- **EXERCISE GOAL**: Return the line containing "Exercise. Spot the downspout" and every line after it through the end of the entries below, with no other lines.

--- PROVIDED RECORDS Enclosed Below ---

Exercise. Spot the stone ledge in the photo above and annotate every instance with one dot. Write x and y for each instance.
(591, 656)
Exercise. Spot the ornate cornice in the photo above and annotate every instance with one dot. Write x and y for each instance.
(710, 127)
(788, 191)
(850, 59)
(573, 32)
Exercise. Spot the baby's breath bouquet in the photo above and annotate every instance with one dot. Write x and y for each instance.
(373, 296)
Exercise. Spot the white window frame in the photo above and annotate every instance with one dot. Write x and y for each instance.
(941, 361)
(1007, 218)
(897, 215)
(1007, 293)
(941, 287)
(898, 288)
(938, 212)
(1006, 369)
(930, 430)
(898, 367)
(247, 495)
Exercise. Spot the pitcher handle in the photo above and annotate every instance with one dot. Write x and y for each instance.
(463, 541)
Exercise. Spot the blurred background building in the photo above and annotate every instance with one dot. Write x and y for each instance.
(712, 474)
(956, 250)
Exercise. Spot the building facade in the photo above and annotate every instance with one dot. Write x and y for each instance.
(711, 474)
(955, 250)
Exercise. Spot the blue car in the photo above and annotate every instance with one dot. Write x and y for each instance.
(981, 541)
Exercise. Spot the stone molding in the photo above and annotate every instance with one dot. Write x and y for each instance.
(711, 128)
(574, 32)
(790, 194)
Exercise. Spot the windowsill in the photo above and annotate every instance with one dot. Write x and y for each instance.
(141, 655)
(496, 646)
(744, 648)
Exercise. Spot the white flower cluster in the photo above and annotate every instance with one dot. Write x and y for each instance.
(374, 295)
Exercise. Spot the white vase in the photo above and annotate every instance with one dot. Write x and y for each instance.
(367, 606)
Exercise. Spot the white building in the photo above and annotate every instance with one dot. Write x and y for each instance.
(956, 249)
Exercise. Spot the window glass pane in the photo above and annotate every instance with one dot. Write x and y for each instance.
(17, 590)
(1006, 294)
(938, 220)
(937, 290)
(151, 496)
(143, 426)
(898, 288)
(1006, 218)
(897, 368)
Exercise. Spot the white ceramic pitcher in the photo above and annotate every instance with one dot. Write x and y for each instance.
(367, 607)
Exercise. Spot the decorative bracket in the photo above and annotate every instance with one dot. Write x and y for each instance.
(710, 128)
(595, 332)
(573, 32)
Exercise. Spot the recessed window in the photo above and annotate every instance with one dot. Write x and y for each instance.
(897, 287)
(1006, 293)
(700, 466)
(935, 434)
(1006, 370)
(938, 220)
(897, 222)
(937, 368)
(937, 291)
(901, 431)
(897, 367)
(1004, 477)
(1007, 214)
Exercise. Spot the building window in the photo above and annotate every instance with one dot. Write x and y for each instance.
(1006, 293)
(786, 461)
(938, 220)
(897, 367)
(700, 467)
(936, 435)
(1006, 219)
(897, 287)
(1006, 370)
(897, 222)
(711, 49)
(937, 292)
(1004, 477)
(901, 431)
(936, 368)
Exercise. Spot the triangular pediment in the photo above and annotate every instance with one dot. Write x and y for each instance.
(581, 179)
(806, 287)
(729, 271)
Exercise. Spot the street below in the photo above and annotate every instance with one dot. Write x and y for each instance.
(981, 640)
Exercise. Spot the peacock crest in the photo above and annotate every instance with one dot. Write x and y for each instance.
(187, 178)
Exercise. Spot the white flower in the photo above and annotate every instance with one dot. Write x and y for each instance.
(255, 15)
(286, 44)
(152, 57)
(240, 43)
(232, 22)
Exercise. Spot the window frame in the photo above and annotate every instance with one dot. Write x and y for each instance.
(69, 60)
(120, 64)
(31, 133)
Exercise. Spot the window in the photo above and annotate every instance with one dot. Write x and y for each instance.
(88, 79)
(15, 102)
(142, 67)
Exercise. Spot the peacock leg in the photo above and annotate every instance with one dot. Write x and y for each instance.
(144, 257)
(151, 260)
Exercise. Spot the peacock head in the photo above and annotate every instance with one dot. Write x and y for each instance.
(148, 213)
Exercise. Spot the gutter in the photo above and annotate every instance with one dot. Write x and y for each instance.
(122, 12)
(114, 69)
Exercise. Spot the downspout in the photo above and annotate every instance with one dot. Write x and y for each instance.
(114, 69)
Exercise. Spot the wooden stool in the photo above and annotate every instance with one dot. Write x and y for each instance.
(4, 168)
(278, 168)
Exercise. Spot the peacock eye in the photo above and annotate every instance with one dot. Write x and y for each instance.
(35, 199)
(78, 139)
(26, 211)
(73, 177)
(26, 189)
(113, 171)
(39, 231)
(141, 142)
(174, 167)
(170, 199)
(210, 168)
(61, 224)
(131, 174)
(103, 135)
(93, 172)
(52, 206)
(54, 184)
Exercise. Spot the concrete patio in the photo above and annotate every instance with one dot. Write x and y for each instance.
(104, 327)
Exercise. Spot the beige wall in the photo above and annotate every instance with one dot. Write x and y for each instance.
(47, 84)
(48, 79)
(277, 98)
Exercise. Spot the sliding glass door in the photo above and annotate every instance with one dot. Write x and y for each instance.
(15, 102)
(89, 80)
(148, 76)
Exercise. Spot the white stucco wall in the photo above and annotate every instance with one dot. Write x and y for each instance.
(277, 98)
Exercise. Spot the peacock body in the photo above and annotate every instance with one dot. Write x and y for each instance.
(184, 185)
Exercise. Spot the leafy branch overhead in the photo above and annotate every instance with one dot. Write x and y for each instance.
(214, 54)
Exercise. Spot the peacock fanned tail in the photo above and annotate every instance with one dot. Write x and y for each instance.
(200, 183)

--- End of Enclosed PROVIDED RECORDS ---

- **ANSWER SPACE**:
Exercise. Spot the downspout in the photo above and annotate every instance with one dot. Write x and y for each instance.
(114, 69)
Exercise. Spot the wooden stool in the photo above and annotate every instance with one dot. Write x and y for each instance.
(4, 168)
(278, 168)
Exercise. Spot the peacock eye in the photo above and annotate every instance with one dot. Write x and y for each instance.
(35, 199)
(78, 139)
(26, 211)
(73, 177)
(26, 189)
(113, 171)
(39, 231)
(141, 142)
(174, 167)
(170, 199)
(210, 168)
(61, 224)
(131, 174)
(103, 135)
(93, 172)
(52, 206)
(54, 184)
Exercise. Spot the concrete patio in the photo above and annotate every instance with one dot. Write x and y for each instance.
(104, 327)
Exercise. Spot the beige wall in the photo above and annotate every instance with one dot. Write x and y for each instance.
(47, 84)
(48, 79)
(277, 98)
Exercise. Spot the sliding glass door in the photo above and annotate every instance with one dot. Write x and y for each instance.
(15, 102)
(89, 80)
(148, 76)
Exercise. Spot the white stucco wall in the photo above and annotate every instance with one dot. Write x and y for each instance.
(277, 98)
Exercise. Spot the peacock body in the photo above and annotate every instance with one dot. Write x and y for each instance.
(184, 185)
Exercise. Spot the leafy branch overhead in the photo above and annotate every instance with one dot. Write x and y for each instance.
(214, 54)
Exercise. Spot the peacock fanned tail in the photo above and annotate every instance with one dot. Write x and y for each instance.
(200, 183)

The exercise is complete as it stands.